*Seçilmiş Bölüm:*

● ● ●

Böszörménylerin izlerine Osmanlı’nın Balkanlarda görülmeye başlandığı 14. yüzyıl’a kadar rastlamak mümkün. Öyle görülüyor ki Avrupa’nın içlerine doğru ilerleyen “Kafir Türkler” bu “Kafir Macar” topluluğa karşı gösterilen toleransın sonunu getirmiş, Böszörménylerin varlığına daha fazla tahammül edilemez olmuştu. Böszörménylerin zorla Hıristiyanlaştırıldığı tahmin ediliyor. Nasıl İslamlaştıklarına dair malumat sahibi olmadığımız Böszörménylerin akıbetlerine dair de elimizde çok fazla malumat yok. Ancak neticede onların ya “şarap içen” Macarlara dönüştüğünü yahut canlarından olduğunu tahmin etmek hiç de güç değil.

● ● ●

*Gösterilen Kayıtlar:*
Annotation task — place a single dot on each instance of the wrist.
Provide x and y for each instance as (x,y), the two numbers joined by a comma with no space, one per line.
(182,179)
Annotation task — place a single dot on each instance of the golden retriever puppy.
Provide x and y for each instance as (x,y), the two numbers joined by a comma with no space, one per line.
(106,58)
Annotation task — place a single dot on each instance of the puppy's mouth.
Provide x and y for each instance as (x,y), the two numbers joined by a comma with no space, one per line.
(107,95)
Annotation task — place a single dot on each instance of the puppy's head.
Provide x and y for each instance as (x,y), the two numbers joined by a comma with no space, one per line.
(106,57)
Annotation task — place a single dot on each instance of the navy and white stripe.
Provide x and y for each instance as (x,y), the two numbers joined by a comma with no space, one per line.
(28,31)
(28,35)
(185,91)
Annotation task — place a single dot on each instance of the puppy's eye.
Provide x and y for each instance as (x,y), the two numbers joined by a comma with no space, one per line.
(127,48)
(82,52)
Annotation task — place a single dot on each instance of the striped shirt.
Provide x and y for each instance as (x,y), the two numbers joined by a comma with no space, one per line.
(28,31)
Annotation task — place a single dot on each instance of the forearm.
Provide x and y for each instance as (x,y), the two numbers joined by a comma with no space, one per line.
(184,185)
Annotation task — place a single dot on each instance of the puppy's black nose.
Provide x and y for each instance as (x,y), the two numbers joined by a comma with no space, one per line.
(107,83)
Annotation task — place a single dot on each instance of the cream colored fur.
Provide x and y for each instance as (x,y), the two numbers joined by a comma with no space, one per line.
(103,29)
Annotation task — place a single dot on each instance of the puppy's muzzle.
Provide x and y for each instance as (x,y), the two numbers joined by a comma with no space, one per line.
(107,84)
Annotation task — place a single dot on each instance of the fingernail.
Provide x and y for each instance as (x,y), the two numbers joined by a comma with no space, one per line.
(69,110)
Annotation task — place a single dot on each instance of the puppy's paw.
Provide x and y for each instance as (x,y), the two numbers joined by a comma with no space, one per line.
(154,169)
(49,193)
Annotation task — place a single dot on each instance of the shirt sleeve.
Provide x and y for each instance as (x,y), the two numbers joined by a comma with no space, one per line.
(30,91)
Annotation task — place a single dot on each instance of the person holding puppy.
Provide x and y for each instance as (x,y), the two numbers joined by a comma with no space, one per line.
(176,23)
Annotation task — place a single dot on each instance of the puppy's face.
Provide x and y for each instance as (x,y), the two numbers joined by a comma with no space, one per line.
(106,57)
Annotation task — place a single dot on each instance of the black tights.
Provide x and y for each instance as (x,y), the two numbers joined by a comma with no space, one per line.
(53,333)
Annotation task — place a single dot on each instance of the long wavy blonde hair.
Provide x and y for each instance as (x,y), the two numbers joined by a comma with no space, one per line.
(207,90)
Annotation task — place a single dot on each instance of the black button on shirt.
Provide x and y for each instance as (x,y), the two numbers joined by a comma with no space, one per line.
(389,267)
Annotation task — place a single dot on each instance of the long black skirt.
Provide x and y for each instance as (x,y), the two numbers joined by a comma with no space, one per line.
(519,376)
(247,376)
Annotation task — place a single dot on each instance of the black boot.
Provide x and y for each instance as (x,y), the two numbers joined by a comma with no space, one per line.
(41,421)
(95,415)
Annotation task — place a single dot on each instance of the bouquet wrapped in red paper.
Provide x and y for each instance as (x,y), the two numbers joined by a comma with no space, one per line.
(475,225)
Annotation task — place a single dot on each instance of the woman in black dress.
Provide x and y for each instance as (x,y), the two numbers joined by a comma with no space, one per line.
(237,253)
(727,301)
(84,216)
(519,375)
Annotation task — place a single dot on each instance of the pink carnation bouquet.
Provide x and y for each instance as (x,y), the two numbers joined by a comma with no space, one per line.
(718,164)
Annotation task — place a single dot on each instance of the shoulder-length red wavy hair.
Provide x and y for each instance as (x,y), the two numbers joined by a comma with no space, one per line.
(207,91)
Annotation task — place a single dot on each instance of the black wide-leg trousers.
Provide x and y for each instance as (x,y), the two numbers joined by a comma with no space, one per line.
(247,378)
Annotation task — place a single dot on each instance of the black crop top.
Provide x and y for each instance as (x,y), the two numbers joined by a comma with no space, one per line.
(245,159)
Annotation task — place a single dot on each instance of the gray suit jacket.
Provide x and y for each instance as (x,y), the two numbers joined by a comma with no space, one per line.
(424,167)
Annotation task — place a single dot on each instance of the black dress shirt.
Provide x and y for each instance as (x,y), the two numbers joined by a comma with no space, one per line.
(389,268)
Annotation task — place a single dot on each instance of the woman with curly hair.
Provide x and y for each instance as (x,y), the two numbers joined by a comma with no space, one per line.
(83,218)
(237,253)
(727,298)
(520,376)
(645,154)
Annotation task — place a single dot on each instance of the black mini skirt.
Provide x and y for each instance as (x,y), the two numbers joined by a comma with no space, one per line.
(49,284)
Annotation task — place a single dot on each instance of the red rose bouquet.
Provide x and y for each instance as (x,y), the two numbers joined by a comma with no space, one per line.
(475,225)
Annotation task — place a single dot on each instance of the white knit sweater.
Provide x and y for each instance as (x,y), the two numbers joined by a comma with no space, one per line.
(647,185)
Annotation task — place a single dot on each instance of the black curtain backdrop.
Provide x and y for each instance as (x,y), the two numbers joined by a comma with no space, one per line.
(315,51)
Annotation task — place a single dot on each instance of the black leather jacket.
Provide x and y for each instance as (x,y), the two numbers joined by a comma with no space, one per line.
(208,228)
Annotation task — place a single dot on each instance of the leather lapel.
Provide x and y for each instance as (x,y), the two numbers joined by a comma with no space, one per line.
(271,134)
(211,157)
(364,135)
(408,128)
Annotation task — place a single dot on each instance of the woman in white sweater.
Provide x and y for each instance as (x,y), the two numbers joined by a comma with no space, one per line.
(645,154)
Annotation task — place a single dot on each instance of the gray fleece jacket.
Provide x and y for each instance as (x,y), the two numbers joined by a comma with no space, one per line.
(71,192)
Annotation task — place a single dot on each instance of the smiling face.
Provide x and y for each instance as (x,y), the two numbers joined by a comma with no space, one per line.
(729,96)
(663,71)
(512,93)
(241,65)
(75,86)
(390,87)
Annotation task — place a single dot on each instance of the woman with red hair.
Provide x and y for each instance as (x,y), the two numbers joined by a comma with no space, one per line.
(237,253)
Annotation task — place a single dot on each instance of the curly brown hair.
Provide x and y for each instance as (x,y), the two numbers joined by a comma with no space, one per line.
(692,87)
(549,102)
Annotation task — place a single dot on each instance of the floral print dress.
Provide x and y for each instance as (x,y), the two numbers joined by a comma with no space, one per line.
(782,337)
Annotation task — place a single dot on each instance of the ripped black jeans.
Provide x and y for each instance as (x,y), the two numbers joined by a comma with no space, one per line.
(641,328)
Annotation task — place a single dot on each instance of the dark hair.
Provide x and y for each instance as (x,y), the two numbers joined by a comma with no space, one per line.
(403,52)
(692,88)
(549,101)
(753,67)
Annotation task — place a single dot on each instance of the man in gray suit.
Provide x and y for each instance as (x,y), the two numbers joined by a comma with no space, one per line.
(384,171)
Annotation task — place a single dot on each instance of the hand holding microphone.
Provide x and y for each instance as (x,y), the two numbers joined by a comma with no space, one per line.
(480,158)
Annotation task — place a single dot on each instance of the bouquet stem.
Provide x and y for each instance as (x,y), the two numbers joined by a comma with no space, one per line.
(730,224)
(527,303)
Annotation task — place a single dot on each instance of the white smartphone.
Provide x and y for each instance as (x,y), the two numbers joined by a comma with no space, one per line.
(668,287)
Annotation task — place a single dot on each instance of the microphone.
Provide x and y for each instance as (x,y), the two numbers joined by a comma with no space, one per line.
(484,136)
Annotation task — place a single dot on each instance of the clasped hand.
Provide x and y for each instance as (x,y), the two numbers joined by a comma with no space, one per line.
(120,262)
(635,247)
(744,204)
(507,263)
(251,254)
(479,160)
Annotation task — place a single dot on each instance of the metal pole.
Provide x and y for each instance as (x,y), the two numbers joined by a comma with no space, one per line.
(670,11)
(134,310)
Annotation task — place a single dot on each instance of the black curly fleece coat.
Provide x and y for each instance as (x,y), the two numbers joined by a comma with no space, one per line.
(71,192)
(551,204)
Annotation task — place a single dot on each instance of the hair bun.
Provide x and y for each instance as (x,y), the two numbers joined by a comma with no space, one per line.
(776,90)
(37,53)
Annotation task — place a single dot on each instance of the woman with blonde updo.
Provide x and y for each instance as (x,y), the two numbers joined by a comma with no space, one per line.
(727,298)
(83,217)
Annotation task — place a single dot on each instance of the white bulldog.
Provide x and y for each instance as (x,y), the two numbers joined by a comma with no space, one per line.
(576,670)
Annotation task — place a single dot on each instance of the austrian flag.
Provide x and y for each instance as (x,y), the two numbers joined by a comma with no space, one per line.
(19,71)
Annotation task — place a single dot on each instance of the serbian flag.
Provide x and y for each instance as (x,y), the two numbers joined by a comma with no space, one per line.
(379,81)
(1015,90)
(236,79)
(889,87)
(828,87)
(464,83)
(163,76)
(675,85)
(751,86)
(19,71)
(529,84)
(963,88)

● ● ●

*Yazılı Problem:* Böszörménylerle ilgili metnin "Böszörménylerin izlerine Osmanlı’nın" ile "de güç değil." arasındaki kısmını, bu iki ifade de dahil olmak üzere, hiçbir değişiklik yapmadan yazın.

*Alıştırma Cevabı:*
Böszörménylerin izlerine Osmanlı’nın Balkanlarda görülmeye başlandığı 14. yüzyıl’a kadar rastlamak mümkün. Öyle görülüyor ki Avrupa’nın içlerine doğru ilerleyen “Kafir Türkler” bu “Kafir Macar” topluluğa karşı gösterilen toleransın sonunu getirmiş, Böszörménylerin varlığına daha fazla tahammül edilemez olmuştu. Böszörménylerin zorla Hıristiyanlaştırıldığı tahmin ediliyor. Nasıl İslamlaştıklarına dair malumat sahibi olmadığımız Böszörménylerin akıbetlerine dair de elimizde çok fazla malumat yok. Ancak neticede onların ya “şarap içen” Macarlara dönüştüğünü yahut canlarından olduğunu tahmin etmek hiç de güç değil.